▸ Short problem: Please tally the lines in the listing below that contain the string "small", and give only the number.

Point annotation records
■ ■ ■ ■

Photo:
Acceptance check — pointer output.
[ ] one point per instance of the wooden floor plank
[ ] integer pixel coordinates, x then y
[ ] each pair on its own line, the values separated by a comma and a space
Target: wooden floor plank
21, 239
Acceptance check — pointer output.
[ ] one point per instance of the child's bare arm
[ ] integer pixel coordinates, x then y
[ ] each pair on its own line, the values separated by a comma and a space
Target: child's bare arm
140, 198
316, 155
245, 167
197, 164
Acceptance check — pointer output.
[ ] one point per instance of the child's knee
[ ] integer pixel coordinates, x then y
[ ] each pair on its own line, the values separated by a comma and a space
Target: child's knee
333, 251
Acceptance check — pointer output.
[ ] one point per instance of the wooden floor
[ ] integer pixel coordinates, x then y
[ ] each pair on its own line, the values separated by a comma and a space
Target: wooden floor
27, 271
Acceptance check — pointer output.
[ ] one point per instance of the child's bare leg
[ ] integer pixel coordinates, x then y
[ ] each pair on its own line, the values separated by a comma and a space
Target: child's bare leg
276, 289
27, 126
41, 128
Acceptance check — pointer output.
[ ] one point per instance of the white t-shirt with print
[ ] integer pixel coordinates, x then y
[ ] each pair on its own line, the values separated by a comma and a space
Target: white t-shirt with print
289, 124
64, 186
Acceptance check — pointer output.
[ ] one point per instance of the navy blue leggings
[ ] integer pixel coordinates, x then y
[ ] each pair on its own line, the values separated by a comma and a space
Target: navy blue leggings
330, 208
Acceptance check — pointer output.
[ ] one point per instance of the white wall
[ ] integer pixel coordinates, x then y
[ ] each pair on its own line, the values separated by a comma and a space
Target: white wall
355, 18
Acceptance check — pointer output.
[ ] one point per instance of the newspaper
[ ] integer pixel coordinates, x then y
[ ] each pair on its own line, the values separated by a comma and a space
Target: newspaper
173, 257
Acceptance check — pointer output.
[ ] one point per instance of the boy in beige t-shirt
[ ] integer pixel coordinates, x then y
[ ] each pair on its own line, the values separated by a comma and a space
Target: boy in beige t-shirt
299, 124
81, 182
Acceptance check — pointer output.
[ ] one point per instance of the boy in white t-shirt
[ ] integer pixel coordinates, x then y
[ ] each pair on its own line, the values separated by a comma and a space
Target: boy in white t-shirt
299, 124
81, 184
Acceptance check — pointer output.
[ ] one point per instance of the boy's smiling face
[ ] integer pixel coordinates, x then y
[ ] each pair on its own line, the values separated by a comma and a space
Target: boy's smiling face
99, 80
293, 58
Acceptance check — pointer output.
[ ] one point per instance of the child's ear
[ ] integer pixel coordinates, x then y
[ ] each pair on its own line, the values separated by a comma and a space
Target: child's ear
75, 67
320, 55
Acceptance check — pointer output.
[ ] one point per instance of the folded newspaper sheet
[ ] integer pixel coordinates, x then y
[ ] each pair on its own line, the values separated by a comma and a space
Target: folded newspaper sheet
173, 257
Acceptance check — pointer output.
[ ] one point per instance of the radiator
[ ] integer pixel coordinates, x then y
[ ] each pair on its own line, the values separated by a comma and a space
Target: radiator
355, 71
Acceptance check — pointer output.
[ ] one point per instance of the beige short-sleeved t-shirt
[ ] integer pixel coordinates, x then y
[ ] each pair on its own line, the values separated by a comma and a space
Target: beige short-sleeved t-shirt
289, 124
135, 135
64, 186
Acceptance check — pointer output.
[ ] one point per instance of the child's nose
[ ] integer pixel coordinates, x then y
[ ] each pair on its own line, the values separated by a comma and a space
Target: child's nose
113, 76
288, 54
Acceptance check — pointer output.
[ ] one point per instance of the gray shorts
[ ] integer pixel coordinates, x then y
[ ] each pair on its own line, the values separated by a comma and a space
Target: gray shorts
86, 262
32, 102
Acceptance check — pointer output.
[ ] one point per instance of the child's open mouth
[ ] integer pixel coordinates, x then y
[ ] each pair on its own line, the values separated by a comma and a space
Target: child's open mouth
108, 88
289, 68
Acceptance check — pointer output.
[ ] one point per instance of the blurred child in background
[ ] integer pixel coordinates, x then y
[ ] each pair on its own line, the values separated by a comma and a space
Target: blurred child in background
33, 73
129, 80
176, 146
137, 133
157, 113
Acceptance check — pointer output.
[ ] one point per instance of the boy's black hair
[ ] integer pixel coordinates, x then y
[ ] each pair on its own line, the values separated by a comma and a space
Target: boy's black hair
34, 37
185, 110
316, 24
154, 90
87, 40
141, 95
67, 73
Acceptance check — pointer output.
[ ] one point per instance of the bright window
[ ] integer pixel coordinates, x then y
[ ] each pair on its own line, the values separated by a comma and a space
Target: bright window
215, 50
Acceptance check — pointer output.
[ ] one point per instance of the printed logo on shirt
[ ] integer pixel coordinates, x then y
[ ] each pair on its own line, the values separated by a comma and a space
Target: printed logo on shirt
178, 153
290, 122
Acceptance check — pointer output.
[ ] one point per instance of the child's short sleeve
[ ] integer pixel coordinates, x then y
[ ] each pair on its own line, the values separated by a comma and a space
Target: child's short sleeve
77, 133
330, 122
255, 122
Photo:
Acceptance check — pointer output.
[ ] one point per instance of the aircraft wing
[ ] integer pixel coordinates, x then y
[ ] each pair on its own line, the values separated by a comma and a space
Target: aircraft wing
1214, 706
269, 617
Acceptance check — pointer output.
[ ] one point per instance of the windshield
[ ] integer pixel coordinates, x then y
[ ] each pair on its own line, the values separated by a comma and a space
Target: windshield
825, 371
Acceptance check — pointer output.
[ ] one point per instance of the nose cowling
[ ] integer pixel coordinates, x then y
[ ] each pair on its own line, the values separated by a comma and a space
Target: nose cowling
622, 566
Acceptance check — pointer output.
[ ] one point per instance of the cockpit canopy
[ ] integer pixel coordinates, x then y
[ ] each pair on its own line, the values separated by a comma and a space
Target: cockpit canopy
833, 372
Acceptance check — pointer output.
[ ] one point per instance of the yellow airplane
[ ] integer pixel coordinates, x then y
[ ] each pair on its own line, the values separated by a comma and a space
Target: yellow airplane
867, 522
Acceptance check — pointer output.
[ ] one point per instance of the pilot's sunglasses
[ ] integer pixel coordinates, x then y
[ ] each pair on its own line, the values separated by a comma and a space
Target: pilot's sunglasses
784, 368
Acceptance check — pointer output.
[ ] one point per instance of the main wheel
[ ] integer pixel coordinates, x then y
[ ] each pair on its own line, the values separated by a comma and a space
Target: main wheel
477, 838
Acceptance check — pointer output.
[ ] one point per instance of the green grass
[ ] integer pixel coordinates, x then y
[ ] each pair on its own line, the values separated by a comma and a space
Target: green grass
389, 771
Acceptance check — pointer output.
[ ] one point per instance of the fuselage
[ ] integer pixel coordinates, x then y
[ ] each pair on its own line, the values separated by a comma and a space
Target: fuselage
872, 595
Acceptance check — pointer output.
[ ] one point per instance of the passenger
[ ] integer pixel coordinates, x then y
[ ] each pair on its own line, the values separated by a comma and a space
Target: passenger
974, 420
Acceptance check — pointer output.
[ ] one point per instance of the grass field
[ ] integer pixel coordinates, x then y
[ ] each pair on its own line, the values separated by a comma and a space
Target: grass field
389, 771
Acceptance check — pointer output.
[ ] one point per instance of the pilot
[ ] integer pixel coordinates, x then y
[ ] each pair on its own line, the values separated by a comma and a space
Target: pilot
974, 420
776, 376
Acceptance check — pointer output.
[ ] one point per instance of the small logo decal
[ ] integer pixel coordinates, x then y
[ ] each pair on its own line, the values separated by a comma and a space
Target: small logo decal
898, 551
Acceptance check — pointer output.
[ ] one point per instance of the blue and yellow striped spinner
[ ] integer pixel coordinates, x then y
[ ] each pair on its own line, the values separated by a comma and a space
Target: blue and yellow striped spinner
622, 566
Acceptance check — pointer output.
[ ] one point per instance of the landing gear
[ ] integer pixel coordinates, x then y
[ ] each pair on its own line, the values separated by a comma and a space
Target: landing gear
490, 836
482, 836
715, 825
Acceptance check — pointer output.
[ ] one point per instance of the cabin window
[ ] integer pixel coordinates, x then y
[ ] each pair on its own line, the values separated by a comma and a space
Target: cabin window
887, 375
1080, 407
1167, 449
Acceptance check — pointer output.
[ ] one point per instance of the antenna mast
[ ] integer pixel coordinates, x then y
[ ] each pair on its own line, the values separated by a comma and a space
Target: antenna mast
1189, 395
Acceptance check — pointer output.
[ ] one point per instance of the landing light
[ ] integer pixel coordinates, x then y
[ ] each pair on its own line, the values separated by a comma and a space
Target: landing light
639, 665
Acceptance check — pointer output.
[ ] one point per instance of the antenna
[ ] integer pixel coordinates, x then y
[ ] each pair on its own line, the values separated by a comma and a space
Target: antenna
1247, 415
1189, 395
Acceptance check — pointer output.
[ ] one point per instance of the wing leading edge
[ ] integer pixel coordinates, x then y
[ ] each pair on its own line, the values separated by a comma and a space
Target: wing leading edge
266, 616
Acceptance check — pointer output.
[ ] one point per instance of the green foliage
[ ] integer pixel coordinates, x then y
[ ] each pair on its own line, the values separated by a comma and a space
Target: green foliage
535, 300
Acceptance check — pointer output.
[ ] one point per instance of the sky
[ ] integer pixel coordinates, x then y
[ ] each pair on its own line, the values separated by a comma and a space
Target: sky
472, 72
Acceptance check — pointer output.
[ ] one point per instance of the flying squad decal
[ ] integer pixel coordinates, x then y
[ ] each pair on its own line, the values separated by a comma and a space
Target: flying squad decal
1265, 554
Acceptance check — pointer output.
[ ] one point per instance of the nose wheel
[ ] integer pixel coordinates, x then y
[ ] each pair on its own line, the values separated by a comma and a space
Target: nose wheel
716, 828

■ ■ ■ ■

▸ Expected answer: 2